Items from a data source.
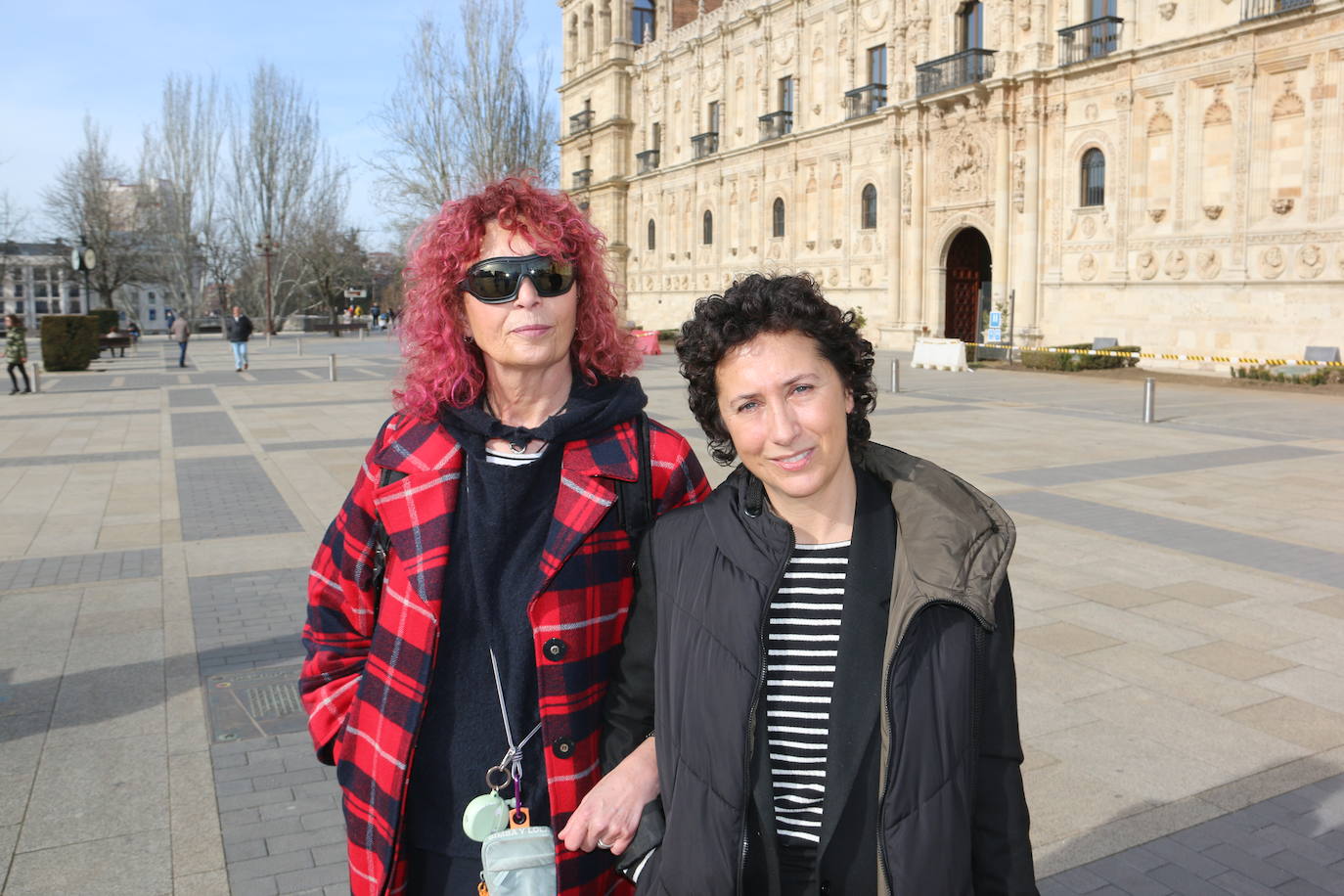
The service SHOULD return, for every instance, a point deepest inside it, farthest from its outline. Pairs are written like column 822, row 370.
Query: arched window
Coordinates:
column 970, row 25
column 643, row 22
column 869, row 207
column 1095, row 177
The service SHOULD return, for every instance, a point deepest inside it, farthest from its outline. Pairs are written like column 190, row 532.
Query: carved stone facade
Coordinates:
column 1219, row 227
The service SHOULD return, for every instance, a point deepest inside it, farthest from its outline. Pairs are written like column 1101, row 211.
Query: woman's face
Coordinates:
column 784, row 406
column 530, row 334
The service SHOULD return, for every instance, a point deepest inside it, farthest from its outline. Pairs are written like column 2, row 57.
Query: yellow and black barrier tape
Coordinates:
column 1167, row 356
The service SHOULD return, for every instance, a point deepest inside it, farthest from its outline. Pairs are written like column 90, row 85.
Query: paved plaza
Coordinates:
column 1179, row 591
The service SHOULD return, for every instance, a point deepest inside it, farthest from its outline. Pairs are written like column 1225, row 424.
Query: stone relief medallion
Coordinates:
column 1311, row 261
column 1272, row 262
column 1146, row 265
column 1208, row 263
column 1088, row 266
column 1178, row 265
column 965, row 166
column 874, row 15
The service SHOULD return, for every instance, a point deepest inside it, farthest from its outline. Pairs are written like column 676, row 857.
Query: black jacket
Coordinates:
column 923, row 790
column 240, row 331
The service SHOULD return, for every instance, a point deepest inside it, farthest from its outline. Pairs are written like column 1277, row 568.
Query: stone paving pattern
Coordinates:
column 1178, row 591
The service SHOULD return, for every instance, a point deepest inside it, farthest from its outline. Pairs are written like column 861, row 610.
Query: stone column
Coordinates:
column 1003, row 203
column 1028, row 254
column 913, row 256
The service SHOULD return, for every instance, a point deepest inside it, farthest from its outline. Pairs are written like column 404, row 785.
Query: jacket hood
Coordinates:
column 953, row 540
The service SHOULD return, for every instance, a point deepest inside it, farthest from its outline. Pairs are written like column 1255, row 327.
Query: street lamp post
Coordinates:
column 268, row 247
column 85, row 259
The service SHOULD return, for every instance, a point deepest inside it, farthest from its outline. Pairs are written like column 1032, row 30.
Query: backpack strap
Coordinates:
column 635, row 500
column 381, row 540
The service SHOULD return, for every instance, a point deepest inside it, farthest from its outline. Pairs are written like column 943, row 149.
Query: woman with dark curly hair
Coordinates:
column 824, row 647
column 467, row 604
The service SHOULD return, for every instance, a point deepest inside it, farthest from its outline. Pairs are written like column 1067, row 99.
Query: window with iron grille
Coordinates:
column 1095, row 177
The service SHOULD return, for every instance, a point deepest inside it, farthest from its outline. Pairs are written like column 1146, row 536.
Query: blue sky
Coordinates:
column 64, row 60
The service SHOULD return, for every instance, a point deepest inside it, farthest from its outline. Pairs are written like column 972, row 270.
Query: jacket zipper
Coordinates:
column 755, row 701
column 886, row 723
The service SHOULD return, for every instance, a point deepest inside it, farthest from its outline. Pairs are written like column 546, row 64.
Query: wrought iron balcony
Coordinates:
column 1264, row 8
column 952, row 71
column 1091, row 40
column 647, row 160
column 579, row 122
column 777, row 124
column 865, row 101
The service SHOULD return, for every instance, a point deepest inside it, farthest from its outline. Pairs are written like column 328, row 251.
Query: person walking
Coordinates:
column 17, row 352
column 240, row 331
column 180, row 332
column 826, row 645
column 513, row 484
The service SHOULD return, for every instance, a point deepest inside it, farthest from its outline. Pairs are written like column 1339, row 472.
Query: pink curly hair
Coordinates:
column 439, row 364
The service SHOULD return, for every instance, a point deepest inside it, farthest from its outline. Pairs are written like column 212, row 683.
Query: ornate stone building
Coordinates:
column 1168, row 173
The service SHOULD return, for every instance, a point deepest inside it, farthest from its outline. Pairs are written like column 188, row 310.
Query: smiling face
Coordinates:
column 784, row 407
column 530, row 334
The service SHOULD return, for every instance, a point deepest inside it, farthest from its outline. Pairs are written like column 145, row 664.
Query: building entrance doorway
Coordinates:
column 969, row 278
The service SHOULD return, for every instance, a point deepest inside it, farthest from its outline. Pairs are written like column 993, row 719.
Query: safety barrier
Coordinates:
column 1221, row 359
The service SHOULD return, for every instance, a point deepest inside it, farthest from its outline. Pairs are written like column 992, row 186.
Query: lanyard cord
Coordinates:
column 514, row 758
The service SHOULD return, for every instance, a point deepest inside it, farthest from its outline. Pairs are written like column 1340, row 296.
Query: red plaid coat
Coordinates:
column 370, row 659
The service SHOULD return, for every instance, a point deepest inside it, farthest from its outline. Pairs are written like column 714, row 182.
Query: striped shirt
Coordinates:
column 802, row 637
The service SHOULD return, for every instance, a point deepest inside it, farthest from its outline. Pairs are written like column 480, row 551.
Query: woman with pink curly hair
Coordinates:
column 468, row 602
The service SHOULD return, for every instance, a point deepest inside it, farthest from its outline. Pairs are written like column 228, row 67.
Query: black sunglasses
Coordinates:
column 496, row 280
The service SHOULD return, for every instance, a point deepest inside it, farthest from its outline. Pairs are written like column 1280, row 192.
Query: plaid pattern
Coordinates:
column 370, row 659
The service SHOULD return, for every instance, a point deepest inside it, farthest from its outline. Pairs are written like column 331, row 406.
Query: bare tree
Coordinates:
column 280, row 166
column 90, row 199
column 182, row 160
column 466, row 112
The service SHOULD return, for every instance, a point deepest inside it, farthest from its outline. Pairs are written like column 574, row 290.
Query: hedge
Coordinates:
column 68, row 341
column 1064, row 360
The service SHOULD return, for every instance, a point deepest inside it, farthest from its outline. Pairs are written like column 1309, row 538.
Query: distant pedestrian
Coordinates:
column 240, row 331
column 17, row 352
column 180, row 332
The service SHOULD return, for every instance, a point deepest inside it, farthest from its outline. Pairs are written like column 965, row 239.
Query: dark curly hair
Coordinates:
column 758, row 305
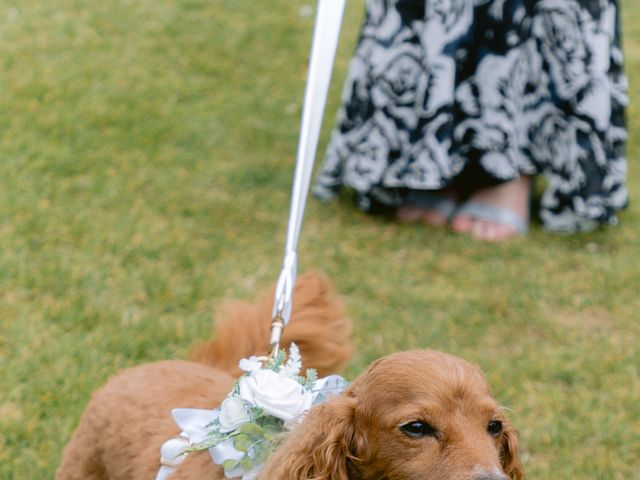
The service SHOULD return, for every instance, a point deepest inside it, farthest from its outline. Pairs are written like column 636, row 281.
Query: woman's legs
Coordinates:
column 511, row 196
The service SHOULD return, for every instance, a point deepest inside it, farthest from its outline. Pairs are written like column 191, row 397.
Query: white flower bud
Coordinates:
column 276, row 394
column 233, row 413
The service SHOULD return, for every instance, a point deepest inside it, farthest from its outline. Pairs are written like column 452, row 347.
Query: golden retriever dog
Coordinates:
column 413, row 415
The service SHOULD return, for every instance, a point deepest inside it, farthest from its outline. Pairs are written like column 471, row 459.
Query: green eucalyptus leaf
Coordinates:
column 246, row 463
column 230, row 464
column 252, row 430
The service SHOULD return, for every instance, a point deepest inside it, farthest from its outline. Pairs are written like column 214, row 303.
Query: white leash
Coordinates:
column 323, row 50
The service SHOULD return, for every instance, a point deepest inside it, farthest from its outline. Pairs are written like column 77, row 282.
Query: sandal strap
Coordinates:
column 491, row 213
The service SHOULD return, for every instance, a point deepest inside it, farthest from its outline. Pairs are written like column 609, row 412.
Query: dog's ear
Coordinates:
column 321, row 447
column 509, row 455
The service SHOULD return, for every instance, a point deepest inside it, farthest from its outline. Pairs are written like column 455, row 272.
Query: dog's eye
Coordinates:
column 419, row 429
column 494, row 428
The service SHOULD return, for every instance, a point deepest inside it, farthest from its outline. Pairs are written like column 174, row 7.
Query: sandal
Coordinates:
column 423, row 205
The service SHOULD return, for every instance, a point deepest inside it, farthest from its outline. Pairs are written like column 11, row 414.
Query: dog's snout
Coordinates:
column 490, row 476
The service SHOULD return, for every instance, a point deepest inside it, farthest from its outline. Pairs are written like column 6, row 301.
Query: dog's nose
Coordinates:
column 490, row 476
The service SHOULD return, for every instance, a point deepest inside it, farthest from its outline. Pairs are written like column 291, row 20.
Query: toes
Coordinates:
column 462, row 224
column 492, row 232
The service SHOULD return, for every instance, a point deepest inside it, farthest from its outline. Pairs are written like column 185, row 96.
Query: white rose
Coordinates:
column 233, row 413
column 276, row 394
column 250, row 364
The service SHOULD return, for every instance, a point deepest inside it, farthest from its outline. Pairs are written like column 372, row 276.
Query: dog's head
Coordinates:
column 414, row 415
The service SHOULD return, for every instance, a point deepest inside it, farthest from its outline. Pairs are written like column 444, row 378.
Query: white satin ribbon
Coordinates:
column 195, row 427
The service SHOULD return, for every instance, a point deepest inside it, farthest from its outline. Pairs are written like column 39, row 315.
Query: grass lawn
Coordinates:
column 146, row 153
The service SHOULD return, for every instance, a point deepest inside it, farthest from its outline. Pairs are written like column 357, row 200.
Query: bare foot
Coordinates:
column 512, row 196
column 432, row 207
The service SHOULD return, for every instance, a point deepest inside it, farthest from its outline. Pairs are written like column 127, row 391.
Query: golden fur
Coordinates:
column 353, row 436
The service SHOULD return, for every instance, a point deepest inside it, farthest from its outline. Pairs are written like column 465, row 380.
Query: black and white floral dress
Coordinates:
column 500, row 88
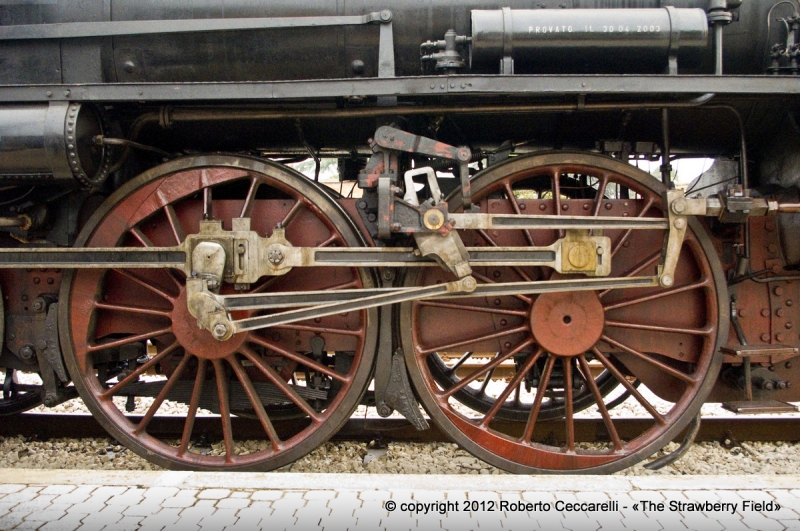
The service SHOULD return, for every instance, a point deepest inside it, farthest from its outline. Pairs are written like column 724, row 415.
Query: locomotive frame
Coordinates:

WHAT YOU WILL DO. Extract all lines from the data in which "dark" is found.

ANSWER FOR THE TASK.
Query: woman with dark curly hair
Query: dark curly hair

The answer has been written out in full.